## Aufgabe
Schreib den Text über die Magdalenenflut von 1342 weiter, direkt im Anschluss an seinen letzten Satz.

## Dokument
Ein eindrucksvolles Beispiel für Überschwemmungen bietet jene Katastrophe, die sich kurz vor der Mitte des 14. Jahrhunderts ereignete: die Magdalenenflut. Wie jüngere Untersuchungen nahelegen, waren beispielsweise Teile des Spessart und Solling noch im frühen 14. Jahrhundert waldarme und mit fruchtbaren Böden begünstigte Landschaften. Sie wurden während der verheerenden Magdalenenflut des Jahres 1342 großflächig ausgeschwemmt, erst als Folge der Jahrtausendflut entstanden in diesen Gebieten von Eichen und Buchen geprägte Waldlandschaften. Die Magdalenenflut dürfte allein in Deutschland etwa 13 Milliarden Tonnen Boden abgetragen haben, zwischen 1313 und 1348 belief sich die Gesamtsumme auf etwa 34 Milliarden Tonnen Boden, zumal die Starkregen eben nicht nur die Ackerkrume fortschwemmten, sondern die Landschaftsoberfläche weiträumig veränderten. Auch zahlreiche Orte vor allem an Main, Neckar, Rhein (unterhalb von Mainz), Werra, Fulda, Elbe und Donau wurden durch das Hochwasser verheert, das am 19. und 20. Juli 1342 zunächst in Mittel- und Oberfranken katastrophale Schäden anrichtete. Noch am 20. Juli erreichten die Fluten Frankfurt am Main – wo der Main mit 7,85 Metern über dem Nullpunkt des städtischen Pegels den höchsten je bekannten Stand erreichte – und am 24. Juli schließlich die Niederlande. Zahlreiche Flüsse verzeichneten in diesem Jahr den höchsten Wasserstand des letzten Jahrtausends, vielleicht sogar des Holozäns, wobei die abfließenden Wassermassen nach groben Schätzungen die großen Fluten am Ende des 20. Jahrhunderts und im frühen 21. Jahrhundert um das Zehn- bis Hundertfache übertrafen. Zumindest bis zum Ende des 17. Jahrhunderts sollten danach nur noch vergleichsweise schwache großflächige Erosionen folgen.21

Als Folge der Überschwemmungen stellte sich wieder einmal eine schwere Hungersnot nicht nur in Franken und in Hessen ein, und angesichts der mangelhaften Infrastruktur und der beschränkten Transportmöglichkeiten der Zeit gab es kaum Chancen, die zwar regional begrenzte, aber dennoch gravierende Notsituation durch Getreideeinfuhren aus nicht betroffenen Gebieten zu mindern. Dabei handelt es sich allerdings um ein für das Mittelalter und die Frühe Neuzeit typisches Problem.

## Datensatz
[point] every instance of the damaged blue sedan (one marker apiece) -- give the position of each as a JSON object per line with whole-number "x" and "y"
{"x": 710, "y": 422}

## Antwort
Johannes Müllner berichtete für 1445, in diesem Jahr habe das Wasser so hoch gestanden, dass sich niemand an einen höheren Stand habe erinnern können. Auch im Umland seien zahlreiche Stege und Brücken ebenso wie viele Mühlwerke von den Fluten zerstört worden. Ausdrücklich betonte er, dass für einige Tage kein Weißbrot erhältlich gewesen sei, eine wohl nur für die Oberschicht schmerzhafte Erinnerung. Das Wasser in den Kellern habe die eingelagerten Vorräte an Wein und Bier ebenso wie andere Lebensmittel und Handelsgüter verdorben. In etlichen Gassen sei das Wasser über den Köpfen der Pferde zusammengeschlagen und die Wagen seien geschwommen.22 Wieder fiel die Ernte buchstäblich ins Wasser, und derartige Hungersnöte sollten ein steter Begleiter der europäischen Bevölkerung bis in die erste Hälfte des 19. Jahrhunderts bleiben. Uferschutzbauten wie beispielsweise in Innsbruck (Archen), begonnen im letzten Jahrzehnt des 13. Jahrhunderts, sind abseits der Küstenregionen nur spärlich belegt. Der menschliche Einfluss auf derartige Katastrophen oder, genauer gesagt, auf derartige Naturereignisse dürfte, falls überhaupt messbar, noch sehr gering gewesen sein.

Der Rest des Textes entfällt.